To solve this challenge correctly I need to generate a huge state JSON, for every check it’s right global_output_array in the right t_resourceid on the time scale.

I generated a fake license.bin before running this script. It had the right order but all 32 check inputs were zeroes.

  
import argparse, os, sys, json, re, struct, time
from collections import deque

def load_imports_cache(path):
    with open(path, 'r', encoding='utf-8') as f:
        raw = json.load(f)
    numeric_imports = {}
    if isinstance(raw, dict):
		for k, v in raw.items():
			mid = int(k)
			if isinstance(v, list):
				numeric_imports[mid] = [int(x) for x in v]
			elif isinstance(v, dict) and 'imports' in v and isinstance(v['imports'], list):
				numeric_imports[mid] = [int(x) for x in v['imports']]
			else:
				numeric_imports[mid] = []
		return numeric_imports

def read_order_from_license_bin(path, expected_N=None):
    data = open(path, 'rb').read()
    if expected_N is not None and len(data) == expected_N * 34:
        out = []
        for i in range(expected_N):
            off = i * 34
            (rid,) = struct.unpack_from('<H', data, off)
            out.append(rid)
        return out
        
    if expected_N is not None and len(data) == expected_N * 2:
        vals = list(struct.unpack('<' + 'H' * expected_N, data))
        return vals

	s = data.decode('utf-8', errors='ignore')
	toks = re.findall(r'\d+', s)
	vals = [int(x) for x in toks]
	if expected_N is None:
		return vals
	else:
		if len(vals) >= expected_N:
			return vals[:expected_N]

def load_expected(path, N):
    b = open(path, 'rb').read()
    if len(b) == 4 * N:
        return list(struct.unpack('<' + 'I' * N, b))

	s = b.decode('utf-8', errors='ignore')
	toks = re.findall(r'-?\d+', s)
	vals = [int(x) for x in toks]
	if len(vals) >= N:
		return vals[:N]

def simulate_order_jsonl(adj, order, N, jsonl_path, final_out_path='final_output.bin',
                         final_only=False, log_interval=1000, flush_every=10):
    if len(order) != N:
        raise RuntimeError(f"order length {len(order)} != N {N}")

_DATA ENTRIES_
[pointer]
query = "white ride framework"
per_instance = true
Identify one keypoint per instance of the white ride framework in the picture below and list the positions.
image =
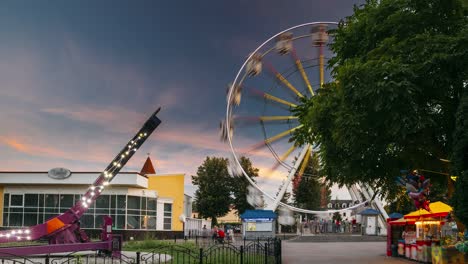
(267, 112)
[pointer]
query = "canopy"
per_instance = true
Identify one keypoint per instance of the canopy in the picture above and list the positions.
(438, 209)
(395, 216)
(369, 211)
(402, 221)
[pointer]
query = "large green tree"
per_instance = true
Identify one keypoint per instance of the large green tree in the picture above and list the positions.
(307, 193)
(400, 67)
(239, 186)
(213, 196)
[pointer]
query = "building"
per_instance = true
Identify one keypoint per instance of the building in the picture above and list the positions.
(135, 200)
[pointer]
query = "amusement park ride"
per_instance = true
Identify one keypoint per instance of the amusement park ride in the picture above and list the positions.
(63, 231)
(267, 113)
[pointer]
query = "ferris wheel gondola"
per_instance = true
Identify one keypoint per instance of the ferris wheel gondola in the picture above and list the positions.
(276, 76)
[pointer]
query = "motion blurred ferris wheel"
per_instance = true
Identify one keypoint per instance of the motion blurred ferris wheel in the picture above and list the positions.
(259, 122)
(274, 79)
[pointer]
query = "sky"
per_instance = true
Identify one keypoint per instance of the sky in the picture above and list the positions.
(78, 78)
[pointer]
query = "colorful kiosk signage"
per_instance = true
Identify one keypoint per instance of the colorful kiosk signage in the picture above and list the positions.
(428, 236)
(258, 223)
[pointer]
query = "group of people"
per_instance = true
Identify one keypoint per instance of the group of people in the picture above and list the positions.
(218, 234)
(329, 226)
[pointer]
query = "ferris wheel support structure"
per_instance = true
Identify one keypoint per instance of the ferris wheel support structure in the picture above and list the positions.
(253, 67)
(291, 174)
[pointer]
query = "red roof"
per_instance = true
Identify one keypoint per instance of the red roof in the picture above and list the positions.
(148, 167)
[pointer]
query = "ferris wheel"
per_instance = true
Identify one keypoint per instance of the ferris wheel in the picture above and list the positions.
(274, 79)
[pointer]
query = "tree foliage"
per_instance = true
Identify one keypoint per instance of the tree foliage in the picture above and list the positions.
(239, 186)
(212, 198)
(460, 161)
(307, 195)
(400, 67)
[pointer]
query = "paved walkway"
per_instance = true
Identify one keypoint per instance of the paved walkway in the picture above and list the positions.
(337, 252)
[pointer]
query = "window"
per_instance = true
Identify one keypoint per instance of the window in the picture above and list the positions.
(167, 216)
(16, 200)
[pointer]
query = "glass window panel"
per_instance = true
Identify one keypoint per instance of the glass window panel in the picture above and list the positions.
(30, 219)
(120, 222)
(133, 202)
(52, 200)
(87, 221)
(99, 220)
(47, 217)
(31, 200)
(151, 204)
(113, 201)
(16, 209)
(133, 222)
(66, 201)
(16, 200)
(121, 200)
(41, 200)
(51, 210)
(133, 212)
(102, 211)
(16, 219)
(102, 201)
(6, 200)
(151, 222)
(5, 219)
(30, 209)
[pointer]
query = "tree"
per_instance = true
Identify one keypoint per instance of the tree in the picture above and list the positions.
(460, 161)
(239, 186)
(212, 198)
(400, 67)
(307, 195)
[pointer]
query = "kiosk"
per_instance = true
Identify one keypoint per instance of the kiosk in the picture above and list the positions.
(258, 224)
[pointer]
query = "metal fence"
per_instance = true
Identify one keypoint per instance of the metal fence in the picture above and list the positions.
(256, 251)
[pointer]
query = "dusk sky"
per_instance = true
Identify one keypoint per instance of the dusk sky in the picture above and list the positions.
(78, 78)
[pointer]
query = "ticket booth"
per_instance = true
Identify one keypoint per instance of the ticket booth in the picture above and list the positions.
(369, 221)
(258, 224)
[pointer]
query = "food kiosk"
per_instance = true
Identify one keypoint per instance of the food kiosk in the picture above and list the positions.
(435, 236)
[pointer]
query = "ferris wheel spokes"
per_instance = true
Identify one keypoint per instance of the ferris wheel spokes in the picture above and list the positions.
(291, 174)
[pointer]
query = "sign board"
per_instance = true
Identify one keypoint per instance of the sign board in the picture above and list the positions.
(59, 173)
(258, 219)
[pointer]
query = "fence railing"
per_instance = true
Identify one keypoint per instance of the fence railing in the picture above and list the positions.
(253, 251)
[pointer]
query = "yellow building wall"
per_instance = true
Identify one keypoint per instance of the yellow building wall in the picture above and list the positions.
(170, 186)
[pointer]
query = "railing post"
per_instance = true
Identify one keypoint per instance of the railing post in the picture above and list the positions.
(242, 255)
(201, 256)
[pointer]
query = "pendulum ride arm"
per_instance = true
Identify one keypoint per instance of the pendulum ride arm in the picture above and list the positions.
(69, 219)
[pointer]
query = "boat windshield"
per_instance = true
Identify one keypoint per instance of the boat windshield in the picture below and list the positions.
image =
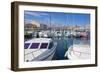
(51, 45)
(43, 45)
(26, 45)
(34, 46)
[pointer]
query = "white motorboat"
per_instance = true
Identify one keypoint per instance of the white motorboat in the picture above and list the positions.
(39, 49)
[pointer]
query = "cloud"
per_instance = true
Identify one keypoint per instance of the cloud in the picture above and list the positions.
(37, 14)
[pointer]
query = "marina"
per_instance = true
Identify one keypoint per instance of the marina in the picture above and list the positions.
(56, 36)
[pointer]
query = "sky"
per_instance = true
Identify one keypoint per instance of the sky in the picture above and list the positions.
(57, 18)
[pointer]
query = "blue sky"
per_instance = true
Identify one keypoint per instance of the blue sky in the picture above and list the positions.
(57, 18)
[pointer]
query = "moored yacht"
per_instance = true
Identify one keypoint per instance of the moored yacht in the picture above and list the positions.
(39, 49)
(78, 52)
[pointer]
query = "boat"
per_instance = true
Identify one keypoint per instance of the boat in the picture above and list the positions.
(78, 52)
(39, 49)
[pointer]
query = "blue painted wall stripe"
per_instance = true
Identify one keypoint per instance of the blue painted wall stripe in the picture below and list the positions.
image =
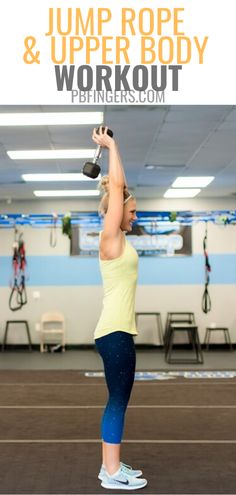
(75, 271)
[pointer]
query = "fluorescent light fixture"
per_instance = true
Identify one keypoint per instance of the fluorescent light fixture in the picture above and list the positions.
(56, 177)
(51, 154)
(181, 193)
(192, 181)
(51, 118)
(64, 193)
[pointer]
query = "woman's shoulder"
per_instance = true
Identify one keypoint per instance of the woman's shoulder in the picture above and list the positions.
(111, 248)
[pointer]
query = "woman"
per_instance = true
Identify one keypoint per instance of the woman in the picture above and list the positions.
(116, 326)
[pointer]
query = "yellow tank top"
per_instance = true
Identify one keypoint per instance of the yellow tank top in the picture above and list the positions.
(119, 284)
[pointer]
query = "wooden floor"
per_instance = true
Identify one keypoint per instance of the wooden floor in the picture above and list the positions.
(180, 432)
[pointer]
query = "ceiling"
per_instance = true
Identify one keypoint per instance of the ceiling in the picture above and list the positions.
(180, 140)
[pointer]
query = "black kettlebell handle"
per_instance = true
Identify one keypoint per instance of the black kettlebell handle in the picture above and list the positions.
(92, 169)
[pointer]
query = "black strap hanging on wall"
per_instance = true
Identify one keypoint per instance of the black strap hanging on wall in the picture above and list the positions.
(206, 300)
(18, 296)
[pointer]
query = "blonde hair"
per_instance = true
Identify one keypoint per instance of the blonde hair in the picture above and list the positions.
(104, 187)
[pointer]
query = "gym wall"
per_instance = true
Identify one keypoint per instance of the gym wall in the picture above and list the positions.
(73, 284)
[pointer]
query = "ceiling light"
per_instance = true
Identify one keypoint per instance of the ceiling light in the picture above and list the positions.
(51, 118)
(181, 193)
(150, 167)
(50, 154)
(192, 181)
(64, 193)
(56, 177)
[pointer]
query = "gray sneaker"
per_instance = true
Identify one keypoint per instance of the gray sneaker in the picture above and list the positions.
(125, 468)
(122, 481)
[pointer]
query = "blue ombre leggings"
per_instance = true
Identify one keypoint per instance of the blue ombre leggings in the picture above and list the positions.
(118, 354)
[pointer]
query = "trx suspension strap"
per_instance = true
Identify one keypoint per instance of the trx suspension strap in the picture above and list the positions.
(53, 230)
(206, 300)
(18, 296)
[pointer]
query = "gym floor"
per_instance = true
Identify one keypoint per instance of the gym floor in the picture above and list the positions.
(180, 432)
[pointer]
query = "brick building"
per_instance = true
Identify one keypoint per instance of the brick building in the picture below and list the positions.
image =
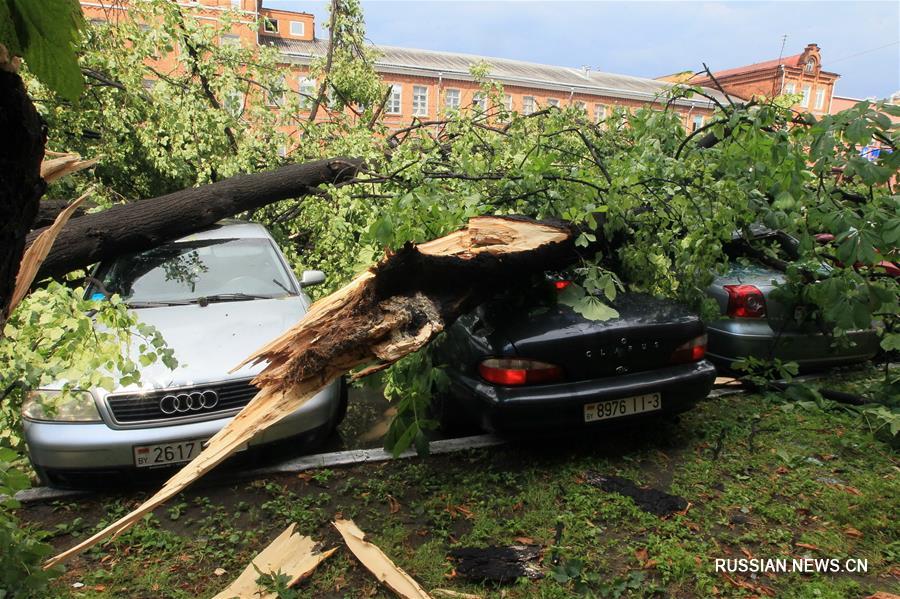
(426, 83)
(798, 74)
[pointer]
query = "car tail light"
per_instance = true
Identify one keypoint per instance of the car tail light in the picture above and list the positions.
(511, 372)
(745, 301)
(691, 351)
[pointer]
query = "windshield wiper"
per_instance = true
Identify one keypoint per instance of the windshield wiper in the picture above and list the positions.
(157, 304)
(228, 297)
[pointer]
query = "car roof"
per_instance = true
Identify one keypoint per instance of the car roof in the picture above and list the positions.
(230, 229)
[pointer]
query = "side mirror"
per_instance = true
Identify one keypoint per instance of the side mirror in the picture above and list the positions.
(312, 277)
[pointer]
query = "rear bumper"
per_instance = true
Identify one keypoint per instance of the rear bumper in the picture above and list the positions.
(732, 340)
(561, 406)
(87, 446)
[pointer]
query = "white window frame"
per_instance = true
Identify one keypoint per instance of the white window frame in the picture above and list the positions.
(275, 96)
(697, 122)
(420, 100)
(395, 100)
(528, 104)
(451, 98)
(307, 89)
(807, 95)
(239, 100)
(820, 98)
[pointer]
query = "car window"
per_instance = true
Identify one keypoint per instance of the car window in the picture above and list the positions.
(181, 271)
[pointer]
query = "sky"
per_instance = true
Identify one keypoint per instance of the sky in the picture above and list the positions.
(858, 39)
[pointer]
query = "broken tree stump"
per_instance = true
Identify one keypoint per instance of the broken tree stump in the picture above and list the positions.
(391, 310)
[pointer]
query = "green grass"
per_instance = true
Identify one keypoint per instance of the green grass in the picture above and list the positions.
(761, 476)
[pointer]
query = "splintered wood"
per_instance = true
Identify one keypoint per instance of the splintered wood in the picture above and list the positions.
(378, 563)
(385, 313)
(37, 252)
(290, 553)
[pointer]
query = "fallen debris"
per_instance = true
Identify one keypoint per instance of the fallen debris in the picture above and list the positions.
(498, 564)
(389, 311)
(378, 563)
(290, 553)
(448, 594)
(650, 500)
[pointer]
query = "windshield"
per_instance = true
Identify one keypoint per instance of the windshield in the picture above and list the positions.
(190, 271)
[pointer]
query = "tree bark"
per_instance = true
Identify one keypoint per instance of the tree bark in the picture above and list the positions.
(22, 138)
(147, 223)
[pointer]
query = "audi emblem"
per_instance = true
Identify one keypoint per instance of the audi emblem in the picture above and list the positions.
(182, 403)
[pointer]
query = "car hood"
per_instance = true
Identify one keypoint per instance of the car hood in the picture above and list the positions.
(208, 341)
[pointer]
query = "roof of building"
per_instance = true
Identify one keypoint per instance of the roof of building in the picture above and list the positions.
(456, 66)
(788, 61)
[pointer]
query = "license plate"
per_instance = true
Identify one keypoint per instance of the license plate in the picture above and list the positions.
(167, 453)
(615, 408)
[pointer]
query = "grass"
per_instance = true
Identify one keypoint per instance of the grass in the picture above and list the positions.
(764, 478)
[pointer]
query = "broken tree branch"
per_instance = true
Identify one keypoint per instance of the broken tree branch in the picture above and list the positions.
(145, 224)
(387, 312)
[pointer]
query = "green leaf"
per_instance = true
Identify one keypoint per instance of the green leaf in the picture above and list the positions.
(47, 32)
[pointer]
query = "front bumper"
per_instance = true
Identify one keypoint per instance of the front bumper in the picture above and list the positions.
(731, 340)
(561, 406)
(95, 446)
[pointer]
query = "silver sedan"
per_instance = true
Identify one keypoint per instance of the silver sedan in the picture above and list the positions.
(215, 296)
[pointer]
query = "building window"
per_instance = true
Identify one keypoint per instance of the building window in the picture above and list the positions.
(697, 122)
(451, 99)
(396, 100)
(420, 100)
(307, 92)
(527, 104)
(276, 93)
(234, 103)
(230, 40)
(807, 90)
(820, 98)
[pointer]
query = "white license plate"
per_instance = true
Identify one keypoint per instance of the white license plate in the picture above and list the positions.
(167, 453)
(615, 408)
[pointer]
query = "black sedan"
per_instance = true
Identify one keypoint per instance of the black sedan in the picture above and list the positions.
(524, 364)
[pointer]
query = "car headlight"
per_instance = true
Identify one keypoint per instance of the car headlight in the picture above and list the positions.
(61, 406)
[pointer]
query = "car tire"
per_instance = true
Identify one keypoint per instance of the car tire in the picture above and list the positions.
(343, 401)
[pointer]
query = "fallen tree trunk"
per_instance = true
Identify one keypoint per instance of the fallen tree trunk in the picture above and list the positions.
(147, 223)
(391, 310)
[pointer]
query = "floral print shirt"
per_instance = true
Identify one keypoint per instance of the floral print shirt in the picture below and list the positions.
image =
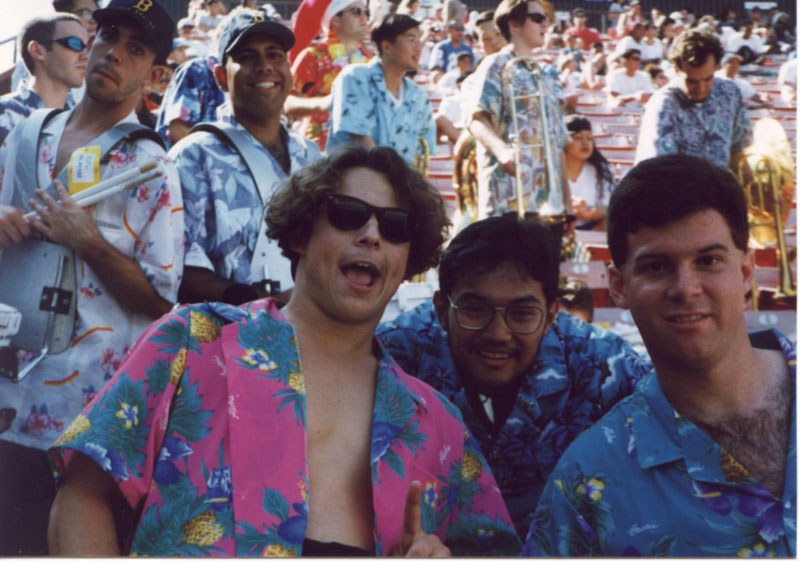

_SET PROBLEM A_
Answer these questions about the license-order script post:
(i) What were all 32 check inputs set to in the fake license.bin?
(ii) When the data length equals expected_N * 34, what format string does read_order_from_license_bin pass to struct.unpack_from?
(iii) What is the default value of final_out_path in simulate_order_jsonl?
_SET PROBLEM B_
Set down the passage of the license-order script post that runs between "toks = re.findall(r'\d+', s)" and "s = b.decode('utf-8', errors='ignore')", inclusive.
_SET PROBLEM C_
Supply the next part of the license-order script post, starting after its last line.
The records are separate material.

_FINAL ANSWER A_
(i) Zeroes.
(ii) '<H'
(iii) 'final_output.bin'

_FINAL ANSWER B_
toks = re.findall(r'\d+', s)
	vals = [int(x) for x in toks]
	if expected_N is None:
		return vals
	else:
		if len(vals) >= expected_N:
			return vals[:expected_N]

def load_expected(path, N):
    b = open(path, 'rb').read()
    if len(b) == 4 * N:
        return list(struct.unpack('<' + 'I' * N, b))

	s = b.decode('utf-8', errors='ignore')

_FINAL ANSWER C_
    out = [0] * N

    visited_mark = [0] * N
    mark_id = 1

    write_jsonl = (jsonl_path is not None) and (not final_only)
    jf = None
    if write_jsonl:
        jf = open(jsonl_path, 'w', encoding='utf-8')

    t0 = time.time()
    last_log = t0
    steps_since_flush = 0

    adj_local = adj
    visited_local = visited_mark

    for i in range(N):
        root = order[i]
        if root < 0 or root >= N:
            raise RuntimeError(f"invalid resource id {root} at step {i}")

        stack = [root]
        cur_mark = mark_id
        mark_id += 1

        while stack:
            v = stack.pop()
            if visited_local[v] == cur_mark:
                continue
            visited_local[v] = cur_mark
            out[v] += i
            for nb in adj_local[v]:
                if visited_local[nb] != cur_mark:
                    stack.append(nb)

        if write_jsonl:
            obj = {"step": i, "module": root, "global": out}
            jf.write(json.dumps(obj, separators=(',',':')))
            jf.write('\n')
            steps_since_flush += 1
            if steps_since_flush >= flush_every:
                jf.flush()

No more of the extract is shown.